= Items from a data source =
··········

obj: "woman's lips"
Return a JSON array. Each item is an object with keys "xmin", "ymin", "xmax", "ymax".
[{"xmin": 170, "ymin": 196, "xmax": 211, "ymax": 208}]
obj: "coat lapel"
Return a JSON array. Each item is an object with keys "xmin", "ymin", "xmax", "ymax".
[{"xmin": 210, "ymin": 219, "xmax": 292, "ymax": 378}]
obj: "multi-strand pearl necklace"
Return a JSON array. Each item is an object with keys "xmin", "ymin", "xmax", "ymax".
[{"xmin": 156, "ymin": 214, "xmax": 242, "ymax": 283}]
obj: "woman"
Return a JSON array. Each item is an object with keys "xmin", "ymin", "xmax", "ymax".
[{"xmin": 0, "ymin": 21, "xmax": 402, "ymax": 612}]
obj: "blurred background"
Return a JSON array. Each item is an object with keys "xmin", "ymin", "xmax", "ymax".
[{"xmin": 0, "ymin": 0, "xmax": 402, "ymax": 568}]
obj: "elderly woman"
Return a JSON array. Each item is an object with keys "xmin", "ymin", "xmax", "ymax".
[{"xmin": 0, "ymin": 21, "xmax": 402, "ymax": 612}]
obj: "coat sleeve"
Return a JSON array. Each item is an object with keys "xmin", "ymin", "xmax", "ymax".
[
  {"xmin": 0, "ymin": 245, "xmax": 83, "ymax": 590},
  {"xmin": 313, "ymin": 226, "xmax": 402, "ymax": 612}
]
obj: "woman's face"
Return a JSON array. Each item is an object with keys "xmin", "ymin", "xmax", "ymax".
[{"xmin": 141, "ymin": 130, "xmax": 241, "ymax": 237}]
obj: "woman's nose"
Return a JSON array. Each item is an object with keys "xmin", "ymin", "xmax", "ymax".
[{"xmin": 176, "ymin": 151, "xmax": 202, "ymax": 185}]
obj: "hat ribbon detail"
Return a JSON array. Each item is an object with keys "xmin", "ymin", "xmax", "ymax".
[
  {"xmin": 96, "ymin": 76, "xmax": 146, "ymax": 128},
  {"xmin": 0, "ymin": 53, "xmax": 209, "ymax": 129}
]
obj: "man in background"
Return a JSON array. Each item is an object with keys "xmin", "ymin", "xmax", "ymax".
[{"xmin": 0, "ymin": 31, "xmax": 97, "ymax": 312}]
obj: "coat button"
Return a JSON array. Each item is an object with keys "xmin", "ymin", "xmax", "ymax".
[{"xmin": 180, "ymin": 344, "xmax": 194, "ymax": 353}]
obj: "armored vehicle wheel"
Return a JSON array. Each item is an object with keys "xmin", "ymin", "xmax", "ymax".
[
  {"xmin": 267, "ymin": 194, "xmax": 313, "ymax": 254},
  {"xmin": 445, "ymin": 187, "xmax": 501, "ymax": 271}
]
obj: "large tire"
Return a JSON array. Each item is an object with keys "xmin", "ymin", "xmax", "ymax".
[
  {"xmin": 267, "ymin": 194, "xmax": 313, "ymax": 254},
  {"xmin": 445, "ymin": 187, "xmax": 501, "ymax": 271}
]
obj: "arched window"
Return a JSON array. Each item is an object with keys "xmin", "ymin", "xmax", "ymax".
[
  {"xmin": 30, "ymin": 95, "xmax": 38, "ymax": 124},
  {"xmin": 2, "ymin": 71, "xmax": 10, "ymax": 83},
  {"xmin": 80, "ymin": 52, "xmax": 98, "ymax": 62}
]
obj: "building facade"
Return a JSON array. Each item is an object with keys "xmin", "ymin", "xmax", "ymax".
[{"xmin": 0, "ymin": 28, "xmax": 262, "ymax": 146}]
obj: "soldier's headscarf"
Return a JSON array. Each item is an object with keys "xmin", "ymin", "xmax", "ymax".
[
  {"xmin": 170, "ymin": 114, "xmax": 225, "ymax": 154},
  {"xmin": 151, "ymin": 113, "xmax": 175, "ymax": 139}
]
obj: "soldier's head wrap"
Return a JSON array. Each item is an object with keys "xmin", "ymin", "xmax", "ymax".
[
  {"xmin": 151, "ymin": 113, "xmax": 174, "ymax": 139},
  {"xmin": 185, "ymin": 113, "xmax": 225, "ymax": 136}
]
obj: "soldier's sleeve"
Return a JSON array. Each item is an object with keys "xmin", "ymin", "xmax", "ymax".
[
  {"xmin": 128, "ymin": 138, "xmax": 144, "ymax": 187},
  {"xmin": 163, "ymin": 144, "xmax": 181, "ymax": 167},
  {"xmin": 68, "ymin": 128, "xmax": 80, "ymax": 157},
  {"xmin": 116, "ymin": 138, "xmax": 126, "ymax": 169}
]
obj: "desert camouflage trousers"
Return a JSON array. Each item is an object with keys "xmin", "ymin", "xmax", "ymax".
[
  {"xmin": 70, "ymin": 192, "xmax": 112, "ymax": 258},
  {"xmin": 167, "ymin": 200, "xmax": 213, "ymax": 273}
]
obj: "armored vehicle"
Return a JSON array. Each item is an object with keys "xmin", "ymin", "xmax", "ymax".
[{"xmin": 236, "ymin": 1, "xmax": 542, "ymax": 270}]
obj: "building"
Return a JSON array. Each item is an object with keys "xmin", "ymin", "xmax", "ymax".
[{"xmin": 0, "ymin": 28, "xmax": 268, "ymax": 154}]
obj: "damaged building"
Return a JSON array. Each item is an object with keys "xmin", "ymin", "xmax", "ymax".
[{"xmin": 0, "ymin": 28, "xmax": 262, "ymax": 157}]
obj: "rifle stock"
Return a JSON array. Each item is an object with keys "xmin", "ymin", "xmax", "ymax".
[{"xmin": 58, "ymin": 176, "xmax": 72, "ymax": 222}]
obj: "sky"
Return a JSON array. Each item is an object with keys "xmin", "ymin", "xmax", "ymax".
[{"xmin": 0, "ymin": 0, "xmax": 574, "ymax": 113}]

··········

= Task requirements =
Gather every line in the entries above that contains the string "building" and copy each one.

= Exercise response =
obj: "building facade"
obj: "building"
obj: "damaged building"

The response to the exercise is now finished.